[Opening Exercise text section]
Scott Darling, of Vermont Fish and Wildlife, said the northeastern corner of the state, where the testing zone is, saw snow in “shoulder” months, and drought conditions last summer.
Because of that, “I had anticipated a lower mortality,” Darling said Tuesday.
Massachusetts does not participate in the collaring.
There are still an estimated 1,000 moose in Massachusetts, and David Stainbrook, the state’s moose and deer project leader, said at least two moose calves likely succumbed to winter ticks this year — one near the Quabbin Reservoir and one near the Peru State Forest west of Worthington.
“Anecdotally we have heard some more reports of higher tick loads on moose in more recent years,” Stainbrook said.
The bloodsucking starts in the fall.
“When a moose walks by some brush that has ticks on it, it’s usually — it can be thousands of ticks on one bush,” Kantar said. “The moose does not react or sense that the ticks are on the animal.”
The larvae launch into a “very small blood meal,” Kantar said.
“The ticks basically lay dormant until about January when they” molt into nymphs, he said. At that point, the ticks start to have a noticeable health effect.
“If you have 30,000 nymphal ticks on you in January, they’re taking a blood meal at a tough time,” Kantar said. There is some mortality at that point.
In March and April, the ticks reach adulthood.
“Right now, what we’re starting to see — literally right now — is the adult winter ticks are feeding,” Kantar said in early April. “They are much larger ticks than the nymphal stage, and they take a huge amount of blood volume.”
Unlike deer, which can sense larvae when they attach and can groom themselves, moose can’t. The moose burn energy trying to scratch off the ticks — and in a grisly way.
“In a normal day, 15 percent of the time, that moose is scratching or rubbing or being bothered by the ticks,” Kantar said.
“The moose start vigorously trying to scratch them off,” Alexander said, “by rubbing against trees.”
[Closing Exercise text section]
[Opening Given data section]
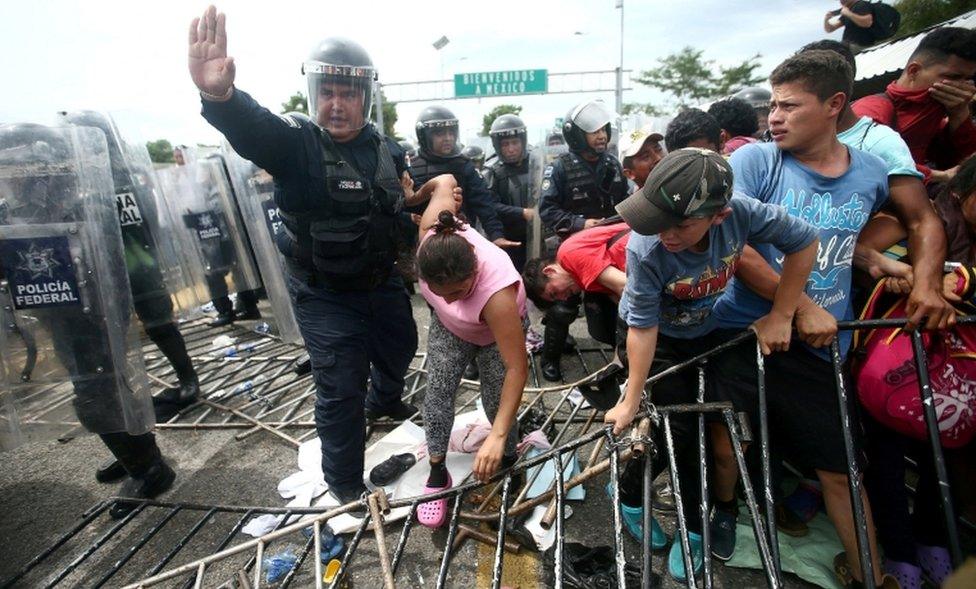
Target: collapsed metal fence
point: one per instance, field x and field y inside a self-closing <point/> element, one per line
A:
<point x="494" y="503"/>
[Closing Given data section]
- **Complete the following**:
1) Answer these questions from the text about moose and winter ticks.
(a) About how many moose are estimated to remain in Massachusetts?
(b) In which months do the ticks reach adulthood?
(c) According to Kantar, what share of a normal day does a moose spend scratching, rubbing or being bothered by the ticks?
2) Continue the text about moose and winter ticks from the point where it stops.
The data have no connection to the text about moose and winter ticks.

- **Outputs in order**:
1)
(a) About 1,000.
(b) March and April.
(c) 15 percent.

2)
The adult ticks detach in April.
Scientists assess the damage to moose population.
In the fall, a new batch of larvae climb brush, and scope out a host.
Why are winter ticks having such an impact only in recent years?
Alexander said parasites such as winter ticks and brain worm historically lived off of deer.
“Because of land-use change after European contact, the deer populations — really throughout the country — spread northward,” he said, adding deer were drawn to New England and New York by agricultural crops and the reduction of predators. “They ended up bringing — as they expanded into moose range, northward — they ended up bringing a couple of major diseases. Now you have these moose as a species impacted by these deer parasites.”
Over-hunting drove the moose range northward. In 1896, the Vermont Legislature banned moose hunting, but the population did not move south until decades later. Alexander said the first time he saw a moose was in 1979, a year before he started working for Vermont Fish and Wildlife.
“The moose was at a low-enough density that the probability of a winter tick larvae attaching to a moose the next fall was low,” he said, “because you wouldn’t necessarily have a moose walk by.”
Until about 2002, Alexander said, when there was the first documented case of high tick numbers on a moose. Around that time, the moose population in Vermont peaked at about 5,000. Officials noticed scattered evidence of high tick numbers during the following years.
Then, in 2011, “The tick numbers were extremely high on a number of individual moose,” Alexander said, adding there were tick counts ranging from 30,000 to 70,000 on any one moose.
The moose population now hovers at around 2,200, after more hunting permits were issued, which Alexander and Vermont Fish and Wildlife believe could have alleviated some of the toll winter ticks have taken.
Kantar, the Maine biologist, hopes the collaring project will inform best management strategies going forward.
“Moose in a state like Maine are an icon and we want to see moose do well now and into the future,” he said. “And that’s very critical. And parasites are just a drain on the population.”